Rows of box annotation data
╭──

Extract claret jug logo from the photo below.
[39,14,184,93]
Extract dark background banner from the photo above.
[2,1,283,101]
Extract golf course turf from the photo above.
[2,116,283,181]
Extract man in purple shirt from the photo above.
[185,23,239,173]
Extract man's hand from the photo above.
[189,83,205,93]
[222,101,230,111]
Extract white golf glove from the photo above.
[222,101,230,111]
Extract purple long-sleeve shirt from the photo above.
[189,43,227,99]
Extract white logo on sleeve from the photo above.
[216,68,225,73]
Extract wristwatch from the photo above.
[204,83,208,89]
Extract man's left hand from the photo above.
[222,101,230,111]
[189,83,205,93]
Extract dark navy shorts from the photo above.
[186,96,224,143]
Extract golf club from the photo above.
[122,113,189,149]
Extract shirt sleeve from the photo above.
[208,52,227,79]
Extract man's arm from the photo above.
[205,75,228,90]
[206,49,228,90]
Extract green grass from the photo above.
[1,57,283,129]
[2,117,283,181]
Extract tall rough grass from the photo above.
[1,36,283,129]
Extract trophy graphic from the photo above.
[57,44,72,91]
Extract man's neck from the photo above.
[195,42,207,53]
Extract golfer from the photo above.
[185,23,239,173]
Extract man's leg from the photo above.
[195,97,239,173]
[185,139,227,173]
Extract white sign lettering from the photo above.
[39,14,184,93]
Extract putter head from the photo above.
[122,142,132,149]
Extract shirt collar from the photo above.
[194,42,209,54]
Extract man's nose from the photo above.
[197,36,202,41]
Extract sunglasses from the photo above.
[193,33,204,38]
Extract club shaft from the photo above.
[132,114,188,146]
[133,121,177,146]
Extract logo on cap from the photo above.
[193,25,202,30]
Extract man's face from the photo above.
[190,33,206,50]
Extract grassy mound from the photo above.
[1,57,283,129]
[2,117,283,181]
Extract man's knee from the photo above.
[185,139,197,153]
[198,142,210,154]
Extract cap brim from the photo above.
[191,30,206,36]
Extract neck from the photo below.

╰──

#### BRIEF:
Lay out the lines from the start of the material through the line holding "[204,83,208,89]", inclusive, as a numbered list. Leave out any blank lines.

#### FULL OUTPUT:
1. Extract claret jug logo from the photo below.
2. [39,14,184,93]
3. Extract dark background banner from the photo above.
4. [2,1,283,101]
5. Extract golf course turf from the photo above.
6. [2,116,283,181]
7. Extract man in purple shirt from the photo above.
8. [185,23,239,173]
9. Extract man's hand from the photo above.
10. [189,83,205,93]
11. [222,101,230,111]
12. Extract white golf glove from the photo above.
13. [222,101,230,111]
14. Extract purple long-sleeve shirt from the photo above.
15. [189,43,227,99]
16. Extract white logo on sleeve from the photo above.
17. [216,68,225,73]
18. Extract wristwatch from the photo above.
19. [204,83,208,89]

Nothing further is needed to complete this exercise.